Excerpts from a pointing dataset
__________
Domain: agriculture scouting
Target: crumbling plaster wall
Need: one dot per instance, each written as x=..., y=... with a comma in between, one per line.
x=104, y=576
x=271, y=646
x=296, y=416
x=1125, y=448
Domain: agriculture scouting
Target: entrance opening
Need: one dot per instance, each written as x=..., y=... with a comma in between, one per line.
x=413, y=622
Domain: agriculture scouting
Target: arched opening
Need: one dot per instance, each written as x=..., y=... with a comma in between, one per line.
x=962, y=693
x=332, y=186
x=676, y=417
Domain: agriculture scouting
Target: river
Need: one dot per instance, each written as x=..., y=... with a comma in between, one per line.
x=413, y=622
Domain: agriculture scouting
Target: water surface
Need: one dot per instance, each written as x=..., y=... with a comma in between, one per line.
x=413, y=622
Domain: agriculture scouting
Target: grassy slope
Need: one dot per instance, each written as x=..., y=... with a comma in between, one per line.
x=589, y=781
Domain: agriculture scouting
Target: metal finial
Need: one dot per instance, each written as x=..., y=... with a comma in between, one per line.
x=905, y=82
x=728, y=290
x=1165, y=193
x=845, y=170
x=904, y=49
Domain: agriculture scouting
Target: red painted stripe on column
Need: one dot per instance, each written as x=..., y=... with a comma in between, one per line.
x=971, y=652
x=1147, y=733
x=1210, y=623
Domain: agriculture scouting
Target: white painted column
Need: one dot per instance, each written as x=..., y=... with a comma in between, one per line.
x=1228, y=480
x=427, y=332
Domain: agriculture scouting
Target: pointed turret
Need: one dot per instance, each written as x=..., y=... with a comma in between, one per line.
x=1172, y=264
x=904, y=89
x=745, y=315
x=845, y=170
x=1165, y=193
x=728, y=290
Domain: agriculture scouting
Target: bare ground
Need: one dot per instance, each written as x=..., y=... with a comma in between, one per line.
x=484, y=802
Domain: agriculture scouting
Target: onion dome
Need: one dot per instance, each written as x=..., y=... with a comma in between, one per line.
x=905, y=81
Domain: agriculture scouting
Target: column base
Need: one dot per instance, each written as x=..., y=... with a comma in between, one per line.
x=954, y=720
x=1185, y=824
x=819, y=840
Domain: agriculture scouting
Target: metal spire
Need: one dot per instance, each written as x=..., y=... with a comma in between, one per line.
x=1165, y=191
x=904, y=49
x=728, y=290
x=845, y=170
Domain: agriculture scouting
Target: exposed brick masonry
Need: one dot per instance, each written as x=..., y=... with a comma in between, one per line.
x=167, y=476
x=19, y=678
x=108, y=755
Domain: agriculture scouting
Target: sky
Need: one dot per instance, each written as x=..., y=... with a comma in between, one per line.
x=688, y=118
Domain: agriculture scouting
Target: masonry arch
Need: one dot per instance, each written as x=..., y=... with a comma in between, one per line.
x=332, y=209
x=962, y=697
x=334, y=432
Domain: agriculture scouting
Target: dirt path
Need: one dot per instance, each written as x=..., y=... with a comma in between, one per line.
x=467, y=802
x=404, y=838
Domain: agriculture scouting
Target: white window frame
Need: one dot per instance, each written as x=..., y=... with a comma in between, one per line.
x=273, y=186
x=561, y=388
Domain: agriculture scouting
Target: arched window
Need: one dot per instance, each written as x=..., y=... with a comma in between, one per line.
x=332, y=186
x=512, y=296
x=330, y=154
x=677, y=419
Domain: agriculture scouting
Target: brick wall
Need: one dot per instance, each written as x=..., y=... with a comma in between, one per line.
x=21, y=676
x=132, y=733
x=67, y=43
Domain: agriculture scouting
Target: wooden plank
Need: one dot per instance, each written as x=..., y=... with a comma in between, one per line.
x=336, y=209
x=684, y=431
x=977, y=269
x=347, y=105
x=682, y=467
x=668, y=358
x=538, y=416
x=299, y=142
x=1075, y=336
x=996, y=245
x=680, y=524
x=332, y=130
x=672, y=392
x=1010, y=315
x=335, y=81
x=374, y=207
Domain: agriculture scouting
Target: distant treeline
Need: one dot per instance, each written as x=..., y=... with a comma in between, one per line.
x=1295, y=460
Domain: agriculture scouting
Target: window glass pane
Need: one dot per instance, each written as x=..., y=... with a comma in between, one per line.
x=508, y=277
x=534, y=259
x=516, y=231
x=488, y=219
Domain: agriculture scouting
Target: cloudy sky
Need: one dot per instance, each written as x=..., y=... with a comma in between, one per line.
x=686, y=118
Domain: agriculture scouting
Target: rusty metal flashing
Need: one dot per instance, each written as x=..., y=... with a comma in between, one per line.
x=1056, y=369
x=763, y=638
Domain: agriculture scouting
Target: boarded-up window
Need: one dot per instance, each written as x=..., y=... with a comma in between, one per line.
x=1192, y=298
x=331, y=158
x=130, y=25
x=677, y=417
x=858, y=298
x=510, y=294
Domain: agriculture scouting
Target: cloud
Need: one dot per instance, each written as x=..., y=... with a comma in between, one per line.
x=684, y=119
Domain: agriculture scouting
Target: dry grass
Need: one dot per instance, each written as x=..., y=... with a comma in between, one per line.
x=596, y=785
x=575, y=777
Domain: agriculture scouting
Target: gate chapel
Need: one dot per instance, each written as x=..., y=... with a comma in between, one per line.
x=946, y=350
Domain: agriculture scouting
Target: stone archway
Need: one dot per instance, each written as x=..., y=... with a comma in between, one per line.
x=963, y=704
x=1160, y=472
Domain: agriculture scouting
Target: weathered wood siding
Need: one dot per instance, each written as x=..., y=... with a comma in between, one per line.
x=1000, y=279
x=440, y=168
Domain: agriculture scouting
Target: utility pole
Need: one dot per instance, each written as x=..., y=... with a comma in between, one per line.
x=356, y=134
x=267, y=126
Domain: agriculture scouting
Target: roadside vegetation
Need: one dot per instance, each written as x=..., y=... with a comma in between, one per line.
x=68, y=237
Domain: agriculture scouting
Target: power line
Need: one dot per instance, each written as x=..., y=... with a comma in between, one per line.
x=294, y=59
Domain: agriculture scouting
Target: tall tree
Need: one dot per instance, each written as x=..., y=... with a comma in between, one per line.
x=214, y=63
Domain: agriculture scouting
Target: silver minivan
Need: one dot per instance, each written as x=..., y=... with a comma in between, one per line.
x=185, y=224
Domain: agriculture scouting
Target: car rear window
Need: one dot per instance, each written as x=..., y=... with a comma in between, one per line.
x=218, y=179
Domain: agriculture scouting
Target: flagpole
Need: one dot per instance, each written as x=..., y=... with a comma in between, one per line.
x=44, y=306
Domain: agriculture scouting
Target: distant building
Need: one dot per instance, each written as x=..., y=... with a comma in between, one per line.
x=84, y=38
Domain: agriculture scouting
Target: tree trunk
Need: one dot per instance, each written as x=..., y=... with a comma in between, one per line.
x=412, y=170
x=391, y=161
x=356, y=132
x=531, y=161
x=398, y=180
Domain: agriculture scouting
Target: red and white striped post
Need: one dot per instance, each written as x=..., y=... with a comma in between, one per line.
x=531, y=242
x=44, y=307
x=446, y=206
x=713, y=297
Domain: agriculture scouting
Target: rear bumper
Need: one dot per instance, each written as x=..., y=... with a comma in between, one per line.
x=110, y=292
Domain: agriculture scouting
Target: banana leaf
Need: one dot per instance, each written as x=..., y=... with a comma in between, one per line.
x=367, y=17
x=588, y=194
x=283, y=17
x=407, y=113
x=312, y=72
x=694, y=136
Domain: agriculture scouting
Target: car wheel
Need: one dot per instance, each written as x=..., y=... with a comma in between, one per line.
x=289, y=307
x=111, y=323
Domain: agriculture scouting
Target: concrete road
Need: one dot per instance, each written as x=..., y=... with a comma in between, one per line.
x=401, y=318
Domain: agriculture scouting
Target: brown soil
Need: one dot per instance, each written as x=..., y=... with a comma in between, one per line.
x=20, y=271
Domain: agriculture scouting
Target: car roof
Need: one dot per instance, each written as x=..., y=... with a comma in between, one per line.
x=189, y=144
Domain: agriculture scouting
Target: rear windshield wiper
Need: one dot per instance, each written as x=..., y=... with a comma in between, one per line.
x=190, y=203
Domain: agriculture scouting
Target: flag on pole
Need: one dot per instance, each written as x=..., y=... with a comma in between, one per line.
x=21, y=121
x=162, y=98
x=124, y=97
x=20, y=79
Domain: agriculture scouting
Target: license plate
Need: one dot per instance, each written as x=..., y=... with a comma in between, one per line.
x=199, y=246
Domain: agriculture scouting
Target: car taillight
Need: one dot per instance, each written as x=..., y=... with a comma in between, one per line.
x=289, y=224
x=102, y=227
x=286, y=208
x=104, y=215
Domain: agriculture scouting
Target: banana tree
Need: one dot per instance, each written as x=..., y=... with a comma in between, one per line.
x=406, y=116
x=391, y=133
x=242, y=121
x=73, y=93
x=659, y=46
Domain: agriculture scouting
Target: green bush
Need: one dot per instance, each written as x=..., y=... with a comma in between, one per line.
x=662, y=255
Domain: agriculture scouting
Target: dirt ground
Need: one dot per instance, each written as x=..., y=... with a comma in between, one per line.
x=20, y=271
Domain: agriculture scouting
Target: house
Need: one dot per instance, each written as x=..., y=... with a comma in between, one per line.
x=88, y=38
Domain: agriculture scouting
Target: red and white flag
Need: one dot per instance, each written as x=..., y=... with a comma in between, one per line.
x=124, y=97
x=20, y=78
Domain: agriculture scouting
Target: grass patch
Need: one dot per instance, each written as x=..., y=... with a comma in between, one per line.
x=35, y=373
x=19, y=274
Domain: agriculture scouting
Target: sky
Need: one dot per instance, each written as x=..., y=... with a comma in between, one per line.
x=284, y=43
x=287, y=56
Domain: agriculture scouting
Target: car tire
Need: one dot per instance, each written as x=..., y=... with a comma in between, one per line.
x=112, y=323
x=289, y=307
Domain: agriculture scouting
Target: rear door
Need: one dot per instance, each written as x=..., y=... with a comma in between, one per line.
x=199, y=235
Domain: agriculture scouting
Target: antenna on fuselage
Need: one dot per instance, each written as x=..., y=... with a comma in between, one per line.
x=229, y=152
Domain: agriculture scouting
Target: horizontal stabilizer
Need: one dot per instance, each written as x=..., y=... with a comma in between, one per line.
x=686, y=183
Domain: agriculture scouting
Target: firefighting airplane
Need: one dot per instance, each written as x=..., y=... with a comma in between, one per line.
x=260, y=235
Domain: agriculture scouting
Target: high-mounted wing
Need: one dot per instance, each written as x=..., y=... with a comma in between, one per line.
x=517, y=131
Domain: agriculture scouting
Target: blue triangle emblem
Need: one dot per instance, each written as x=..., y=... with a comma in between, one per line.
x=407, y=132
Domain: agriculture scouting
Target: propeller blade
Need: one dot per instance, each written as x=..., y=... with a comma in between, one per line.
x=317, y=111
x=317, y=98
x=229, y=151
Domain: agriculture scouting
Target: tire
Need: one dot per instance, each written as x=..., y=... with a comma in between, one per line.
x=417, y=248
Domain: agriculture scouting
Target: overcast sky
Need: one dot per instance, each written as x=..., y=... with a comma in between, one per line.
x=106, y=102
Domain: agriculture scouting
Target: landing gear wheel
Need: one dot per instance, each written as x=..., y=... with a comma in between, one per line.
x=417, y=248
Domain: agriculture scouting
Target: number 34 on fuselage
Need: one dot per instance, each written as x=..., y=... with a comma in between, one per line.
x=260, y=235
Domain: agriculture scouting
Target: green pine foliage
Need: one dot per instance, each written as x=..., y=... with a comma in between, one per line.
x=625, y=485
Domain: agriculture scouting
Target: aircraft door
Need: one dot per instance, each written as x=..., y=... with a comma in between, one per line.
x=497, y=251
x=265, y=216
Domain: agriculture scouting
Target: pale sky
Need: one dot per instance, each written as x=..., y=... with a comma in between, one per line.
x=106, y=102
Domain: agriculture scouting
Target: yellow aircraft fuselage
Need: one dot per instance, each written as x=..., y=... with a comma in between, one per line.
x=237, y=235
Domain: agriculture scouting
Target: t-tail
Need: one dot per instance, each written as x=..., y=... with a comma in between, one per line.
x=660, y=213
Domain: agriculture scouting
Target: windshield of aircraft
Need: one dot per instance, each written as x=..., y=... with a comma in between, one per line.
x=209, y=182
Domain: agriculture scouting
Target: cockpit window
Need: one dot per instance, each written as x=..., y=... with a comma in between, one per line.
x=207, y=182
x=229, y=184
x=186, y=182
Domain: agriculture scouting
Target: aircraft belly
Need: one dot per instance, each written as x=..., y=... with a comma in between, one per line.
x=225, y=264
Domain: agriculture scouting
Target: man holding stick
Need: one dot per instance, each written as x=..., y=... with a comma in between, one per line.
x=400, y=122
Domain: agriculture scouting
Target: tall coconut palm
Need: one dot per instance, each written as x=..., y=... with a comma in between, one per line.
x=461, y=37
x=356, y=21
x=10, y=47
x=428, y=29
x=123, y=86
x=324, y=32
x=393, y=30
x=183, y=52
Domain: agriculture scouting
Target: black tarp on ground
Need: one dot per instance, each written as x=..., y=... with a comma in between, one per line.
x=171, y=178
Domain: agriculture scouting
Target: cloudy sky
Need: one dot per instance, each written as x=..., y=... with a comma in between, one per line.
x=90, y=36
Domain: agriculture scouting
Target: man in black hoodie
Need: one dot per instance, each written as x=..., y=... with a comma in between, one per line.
__________
### Set problem
Count the lines above that contain the string "column". Reply with the number alone.

### Result below
3